▸ THE TASK:
Could you give the part of the listing that opens with the line containing "query (the noun phrase to segment): <item>dark" and closes with the line containing "POLYGON ((366 185, 366" as a numbered list, both of those lines included and blank lines left out?

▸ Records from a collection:
——

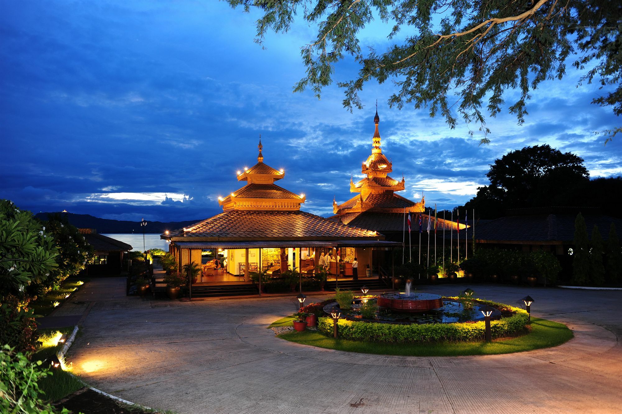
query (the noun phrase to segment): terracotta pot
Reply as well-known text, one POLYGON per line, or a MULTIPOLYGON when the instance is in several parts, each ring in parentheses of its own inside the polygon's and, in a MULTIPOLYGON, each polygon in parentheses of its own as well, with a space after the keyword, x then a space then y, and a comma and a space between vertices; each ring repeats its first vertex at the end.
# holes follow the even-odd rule
POLYGON ((315 313, 310 313, 307 315, 307 326, 315 326, 317 325, 317 316, 315 313))
POLYGON ((294 321, 294 329, 299 332, 302 332, 307 329, 307 321, 294 321))
POLYGON ((180 290, 179 286, 167 286, 166 287, 166 295, 169 297, 169 299, 177 299, 179 297, 180 290))
POLYGON ((138 294, 142 298, 142 297, 144 297, 145 295, 145 293, 147 293, 147 290, 149 289, 149 285, 145 285, 144 286, 139 286, 139 287, 137 287, 136 288, 136 290, 138 291, 138 294))

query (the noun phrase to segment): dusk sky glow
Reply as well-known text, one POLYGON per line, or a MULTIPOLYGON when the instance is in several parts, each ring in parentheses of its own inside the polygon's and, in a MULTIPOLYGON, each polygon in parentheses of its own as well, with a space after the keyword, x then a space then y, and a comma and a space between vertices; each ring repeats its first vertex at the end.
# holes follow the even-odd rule
MULTIPOLYGON (((34 213, 60 211, 139 221, 200 219, 221 211, 219 196, 243 186, 236 172, 256 162, 284 168, 279 185, 305 194, 302 209, 332 212, 351 176, 362 177, 378 101, 383 153, 399 193, 439 209, 463 204, 495 159, 549 144, 583 157, 592 178, 622 174, 620 138, 603 145, 595 131, 616 127, 610 108, 591 104, 598 85, 582 73, 532 94, 522 126, 507 111, 489 119, 490 145, 459 124, 449 129, 425 110, 389 108, 394 86, 369 83, 364 109, 351 114, 343 92, 322 99, 292 88, 302 77, 300 47, 313 30, 297 24, 253 42, 258 14, 216 1, 0 0, 0 198, 34 213)), ((361 38, 384 50, 391 24, 361 38)), ((403 35, 403 34, 402 34, 403 35)), ((335 78, 355 75, 355 62, 335 78)), ((511 104, 511 96, 506 99, 511 104)))

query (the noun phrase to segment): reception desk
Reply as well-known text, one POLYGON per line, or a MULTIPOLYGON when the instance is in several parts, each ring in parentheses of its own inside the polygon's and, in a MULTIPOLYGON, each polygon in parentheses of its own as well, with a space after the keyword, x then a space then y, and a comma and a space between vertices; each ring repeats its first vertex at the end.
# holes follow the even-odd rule
MULTIPOLYGON (((343 272, 341 274, 343 274, 344 276, 351 276, 352 275, 352 264, 351 263, 344 263, 343 262, 341 262, 339 263, 339 264, 341 265, 343 267, 343 269, 342 269, 342 272, 343 272)), ((336 275, 336 274, 337 274, 337 262, 330 262, 330 267, 329 268, 329 271, 328 272, 332 275, 336 275)))

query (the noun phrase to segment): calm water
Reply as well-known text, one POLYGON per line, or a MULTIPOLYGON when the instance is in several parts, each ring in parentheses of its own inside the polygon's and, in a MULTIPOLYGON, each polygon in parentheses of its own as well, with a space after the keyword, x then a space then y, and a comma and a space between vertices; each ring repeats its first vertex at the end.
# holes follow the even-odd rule
MULTIPOLYGON (((136 233, 119 233, 116 234, 103 234, 109 237, 112 237, 131 245, 135 251, 142 252, 142 234, 136 233)), ((169 251, 169 244, 165 240, 160 239, 160 234, 145 234, 145 250, 149 249, 162 249, 164 251, 169 251)))

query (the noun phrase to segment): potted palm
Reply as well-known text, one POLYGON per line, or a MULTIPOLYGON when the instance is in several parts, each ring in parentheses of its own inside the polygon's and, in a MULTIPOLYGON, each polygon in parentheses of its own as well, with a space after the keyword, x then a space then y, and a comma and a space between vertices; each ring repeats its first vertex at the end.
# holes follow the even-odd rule
POLYGON ((307 313, 305 312, 296 312, 294 316, 296 317, 296 319, 294 320, 294 329, 299 332, 302 332, 307 329, 307 321, 305 320, 307 318, 307 313))
POLYGON ((182 286, 184 286, 188 279, 177 272, 171 272, 164 278, 166 283, 166 295, 170 299, 177 299, 182 286))
POLYGON ((198 265, 193 262, 183 265, 183 269, 188 276, 188 279, 192 280, 193 283, 197 283, 197 277, 201 273, 201 268, 199 267, 198 265))

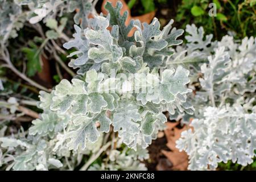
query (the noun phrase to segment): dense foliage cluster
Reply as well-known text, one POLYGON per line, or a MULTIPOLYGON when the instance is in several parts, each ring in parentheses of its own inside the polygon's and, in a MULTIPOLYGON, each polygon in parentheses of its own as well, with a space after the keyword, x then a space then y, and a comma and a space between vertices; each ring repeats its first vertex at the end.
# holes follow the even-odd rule
MULTIPOLYGON (((226 35, 213 41, 212 35, 205 36, 203 27, 192 24, 186 27, 187 43, 181 45, 178 38, 184 31, 172 27, 172 19, 162 30, 155 18, 150 24, 134 20, 126 24, 127 13, 121 14, 120 2, 115 7, 107 3, 104 16, 96 14, 92 1, 1 1, 1 9, 9 13, 1 11, 6 19, 0 21, 2 46, 27 18, 31 23, 45 21, 52 29, 47 39, 56 39, 65 20, 57 26, 55 16, 77 10, 73 39, 63 45, 76 49, 68 57, 77 75, 49 92, 40 92, 38 107, 43 113, 28 131, 5 136, 6 127, 0 128, 0 166, 75 169, 84 163, 81 169, 146 169, 139 160, 148 158, 146 148, 164 129, 165 111, 170 119, 181 118, 191 126, 176 146, 189 155, 189 169, 213 169, 229 160, 243 166, 253 162, 255 38, 240 42, 226 35), (24 11, 24 5, 32 11, 24 11), (108 159, 92 164, 110 146, 108 159), (85 156, 91 158, 84 162, 85 156)), ((15 98, 3 103, 11 113, 18 109, 15 98)))

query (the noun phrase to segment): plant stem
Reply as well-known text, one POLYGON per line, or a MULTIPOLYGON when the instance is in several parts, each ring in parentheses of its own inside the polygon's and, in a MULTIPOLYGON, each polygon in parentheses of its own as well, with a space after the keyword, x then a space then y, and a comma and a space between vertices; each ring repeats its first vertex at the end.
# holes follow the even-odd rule
POLYGON ((106 143, 104 146, 103 146, 100 150, 96 154, 94 154, 92 155, 92 156, 89 159, 87 162, 80 168, 80 171, 86 171, 87 168, 90 166, 90 164, 96 160, 111 145, 112 141, 109 141, 107 143, 106 143))
POLYGON ((2 56, 3 56, 3 60, 5 61, 5 62, 6 62, 6 63, 7 64, 7 67, 10 68, 16 75, 19 76, 20 78, 22 78, 24 80, 29 82, 32 85, 39 88, 39 89, 41 89, 41 90, 44 90, 44 91, 46 91, 48 92, 49 92, 49 89, 48 89, 47 88, 45 88, 43 86, 39 85, 35 81, 34 81, 32 80, 31 79, 30 79, 30 78, 27 77, 24 74, 22 73, 19 71, 18 71, 11 63, 10 59, 9 53, 7 49, 6 50, 6 53, 5 53, 3 50, 2 50, 2 56))

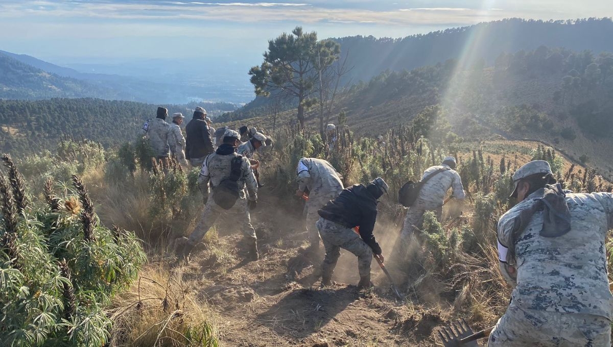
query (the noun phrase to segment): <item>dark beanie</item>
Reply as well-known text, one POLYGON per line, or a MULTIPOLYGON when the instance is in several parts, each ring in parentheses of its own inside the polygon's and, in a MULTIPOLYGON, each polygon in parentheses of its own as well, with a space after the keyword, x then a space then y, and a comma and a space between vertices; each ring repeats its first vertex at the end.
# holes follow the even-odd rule
POLYGON ((168 110, 164 107, 158 108, 158 118, 161 118, 162 119, 166 119, 166 116, 168 115, 168 110))
POLYGON ((366 185, 366 191, 370 193, 375 199, 379 199, 383 195, 383 191, 374 183, 369 183, 366 185))

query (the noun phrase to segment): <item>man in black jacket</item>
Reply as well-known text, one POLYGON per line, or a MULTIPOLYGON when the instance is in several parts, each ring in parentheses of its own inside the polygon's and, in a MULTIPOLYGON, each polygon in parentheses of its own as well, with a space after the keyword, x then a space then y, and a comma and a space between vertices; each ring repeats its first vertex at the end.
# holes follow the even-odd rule
POLYGON ((375 239, 373 229, 377 218, 377 200, 387 192, 387 184, 379 177, 367 185, 354 184, 318 211, 321 217, 317 228, 326 247, 321 266, 321 284, 330 285, 340 248, 357 256, 360 288, 370 288, 370 263, 373 255, 383 261, 381 248, 375 239), (357 227, 359 235, 354 231, 357 227))
POLYGON ((200 106, 196 108, 192 120, 185 127, 187 139, 185 143, 185 159, 194 167, 202 166, 205 157, 213 153, 213 140, 205 121, 207 111, 200 106))

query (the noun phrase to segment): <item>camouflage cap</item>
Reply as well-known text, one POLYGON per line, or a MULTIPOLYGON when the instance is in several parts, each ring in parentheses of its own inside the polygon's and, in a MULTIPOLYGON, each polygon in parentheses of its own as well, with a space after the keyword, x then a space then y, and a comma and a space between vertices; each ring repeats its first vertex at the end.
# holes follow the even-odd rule
POLYGON ((383 193, 385 193, 386 194, 387 193, 387 190, 389 189, 389 186, 387 185, 387 184, 386 183, 386 181, 384 181, 383 178, 378 177, 371 181, 370 183, 372 183, 378 187, 383 193))
POLYGON ((240 140, 240 135, 238 135, 238 132, 231 129, 226 130, 226 132, 224 133, 224 137, 233 137, 237 140, 240 140))
POLYGON ((198 112, 199 113, 202 113, 202 114, 207 114, 207 110, 199 106, 196 108, 196 110, 194 110, 194 112, 198 112))
POLYGON ((511 194, 511 197, 517 197, 517 184, 522 179, 536 174, 543 174, 543 177, 547 174, 553 174, 553 173, 551 172, 551 166, 549 166, 549 163, 545 160, 532 160, 524 164, 522 167, 515 171, 512 177, 515 187, 513 188, 513 192, 511 194))

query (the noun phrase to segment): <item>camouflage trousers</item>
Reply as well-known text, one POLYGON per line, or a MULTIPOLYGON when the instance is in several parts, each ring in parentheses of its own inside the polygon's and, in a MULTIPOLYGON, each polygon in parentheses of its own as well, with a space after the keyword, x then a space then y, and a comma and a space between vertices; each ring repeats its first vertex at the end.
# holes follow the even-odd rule
POLYGON ((512 305, 490 334, 489 347, 609 347, 611 321, 600 316, 522 310, 512 305))
POLYGON ((319 214, 317 211, 332 200, 338 196, 338 192, 327 193, 326 194, 318 194, 313 196, 309 196, 308 201, 305 206, 306 218, 306 228, 308 233, 309 241, 311 245, 319 244, 319 233, 318 228, 315 226, 317 221, 319 220, 319 214))
POLYGON ((441 221, 443 214, 443 206, 425 208, 423 206, 415 205, 409 207, 403 223, 400 239, 394 247, 394 258, 398 259, 410 260, 410 255, 413 250, 417 247, 415 242, 421 239, 421 229, 424 224, 424 214, 426 211, 434 211, 441 221))
POLYGON ((192 167, 194 168, 200 168, 202 166, 202 163, 204 162, 204 159, 207 157, 202 157, 202 158, 192 158, 189 159, 189 163, 191 164, 192 167))
POLYGON ((177 161, 179 163, 179 164, 181 164, 181 166, 185 167, 188 166, 188 161, 185 159, 185 152, 183 149, 175 151, 173 154, 175 155, 175 159, 177 159, 177 161))
POLYGON ((251 225, 251 218, 249 215, 246 199, 238 199, 231 209, 226 210, 220 207, 215 203, 212 196, 210 196, 207 204, 204 206, 204 211, 202 211, 202 217, 200 218, 200 222, 189 235, 188 243, 194 245, 199 242, 219 217, 232 218, 235 221, 232 224, 238 226, 247 239, 253 241, 257 239, 256 231, 251 225))
POLYGON ((324 276, 332 277, 341 255, 340 248, 347 250, 357 256, 357 269, 360 277, 370 275, 373 250, 359 235, 349 228, 323 218, 319 218, 316 225, 326 247, 326 257, 321 264, 324 276))

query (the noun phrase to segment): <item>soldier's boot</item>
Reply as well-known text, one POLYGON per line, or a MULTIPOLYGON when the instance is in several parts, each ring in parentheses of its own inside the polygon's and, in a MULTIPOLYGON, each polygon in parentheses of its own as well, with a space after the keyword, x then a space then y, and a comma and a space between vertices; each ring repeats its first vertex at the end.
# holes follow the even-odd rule
POLYGON ((370 275, 367 276, 360 276, 360 282, 357 283, 358 289, 370 289, 373 286, 373 283, 370 282, 370 275))
POLYGON ((332 285, 332 274, 322 274, 321 275, 321 287, 327 287, 332 285))
POLYGON ((259 252, 257 251, 257 241, 253 240, 249 245, 249 259, 253 261, 258 260, 260 258, 259 252))

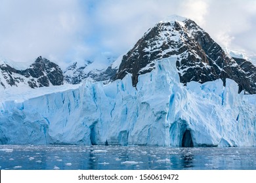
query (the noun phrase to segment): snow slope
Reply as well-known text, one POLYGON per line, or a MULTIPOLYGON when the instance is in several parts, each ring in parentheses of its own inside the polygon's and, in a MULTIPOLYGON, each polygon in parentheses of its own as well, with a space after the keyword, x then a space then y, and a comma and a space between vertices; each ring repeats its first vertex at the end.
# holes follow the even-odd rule
POLYGON ((106 85, 87 81, 24 101, 1 97, 0 142, 255 146, 256 95, 238 94, 230 79, 226 87, 221 80, 184 86, 176 61, 157 61, 136 88, 127 75, 106 85))

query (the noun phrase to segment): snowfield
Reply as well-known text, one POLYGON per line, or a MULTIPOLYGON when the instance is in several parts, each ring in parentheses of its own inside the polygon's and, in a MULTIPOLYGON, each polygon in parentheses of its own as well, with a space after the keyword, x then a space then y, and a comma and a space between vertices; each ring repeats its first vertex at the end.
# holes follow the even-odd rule
POLYGON ((180 83, 177 58, 107 85, 1 91, 0 144, 256 145, 256 95, 226 79, 180 83), (32 93, 31 93, 32 92, 32 93))

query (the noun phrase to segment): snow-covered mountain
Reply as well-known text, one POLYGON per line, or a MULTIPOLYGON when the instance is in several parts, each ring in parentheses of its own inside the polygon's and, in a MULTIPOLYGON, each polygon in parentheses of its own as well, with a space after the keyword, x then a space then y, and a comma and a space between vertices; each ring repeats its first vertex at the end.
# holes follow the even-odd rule
POLYGON ((112 65, 116 58, 108 56, 104 57, 103 59, 100 61, 86 61, 81 65, 74 62, 64 72, 65 80, 73 84, 79 84, 86 79, 106 82, 112 81, 118 69, 112 65))
POLYGON ((0 62, 1 88, 28 86, 35 88, 59 86, 64 83, 63 73, 60 67, 41 56, 26 69, 15 67, 8 61, 0 62))
POLYGON ((226 78, 236 81, 239 92, 256 93, 256 80, 251 74, 255 67, 246 62, 245 69, 241 61, 236 62, 194 22, 173 16, 173 20, 157 24, 150 29, 123 58, 116 78, 123 78, 127 73, 133 75, 133 84, 138 76, 150 72, 154 62, 177 56, 176 66, 181 82, 204 83, 226 78))
MULTIPOLYGON (((242 91, 255 93, 255 67, 192 20, 156 24, 111 65, 119 67, 107 84, 85 79, 11 99, 4 91, 0 143, 256 145, 256 95, 242 91)), ((68 69, 71 78, 79 68, 68 69)))

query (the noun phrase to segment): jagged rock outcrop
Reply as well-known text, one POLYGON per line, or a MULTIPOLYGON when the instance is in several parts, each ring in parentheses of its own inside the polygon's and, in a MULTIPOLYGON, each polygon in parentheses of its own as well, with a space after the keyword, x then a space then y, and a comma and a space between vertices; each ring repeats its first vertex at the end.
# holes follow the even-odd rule
POLYGON ((219 78, 225 84, 228 78, 238 84, 239 92, 256 93, 256 79, 251 76, 256 72, 255 67, 240 65, 194 22, 177 16, 157 24, 145 33, 123 56, 116 79, 131 73, 135 86, 138 76, 155 69, 156 60, 173 56, 177 58, 176 67, 184 84, 219 78))
POLYGON ((59 86, 64 84, 63 73, 60 67, 39 56, 29 68, 18 70, 8 63, 0 65, 0 84, 3 88, 22 85, 32 88, 59 86))

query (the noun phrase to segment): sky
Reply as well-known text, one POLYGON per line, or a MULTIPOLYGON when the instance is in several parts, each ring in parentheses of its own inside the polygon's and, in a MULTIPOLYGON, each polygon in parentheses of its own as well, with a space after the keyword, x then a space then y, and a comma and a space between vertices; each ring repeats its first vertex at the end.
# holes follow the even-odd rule
POLYGON ((256 54, 255 0, 0 0, 0 56, 62 68, 125 54, 172 14, 190 18, 223 48, 256 54))

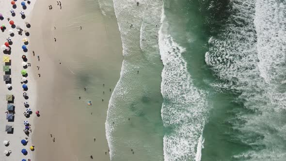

——

▸ EXERCISE OUTPUT:
1. query (the noun phrase to segment): <item>dark beanie</item>
2. Reply as well-known text, one POLYGON per line, or a MULTIPOLYGON when the instance is in several parts, each ring in parentheses of its own inside the polygon's and, in a MULTIPOLYGON, each polygon in parentheses of its own as well, with a space after the keyword, x then a space then y, and a comma and a space between vertices; each ring repeats its first vertex at the end.
3. # holes follow the even-odd rule
4. POLYGON ((168 110, 164 107, 158 108, 158 118, 161 118, 162 119, 166 119, 166 116, 168 115, 168 110))
5. POLYGON ((366 185, 366 191, 370 193, 375 199, 379 199, 383 195, 383 191, 374 183, 369 183, 366 185))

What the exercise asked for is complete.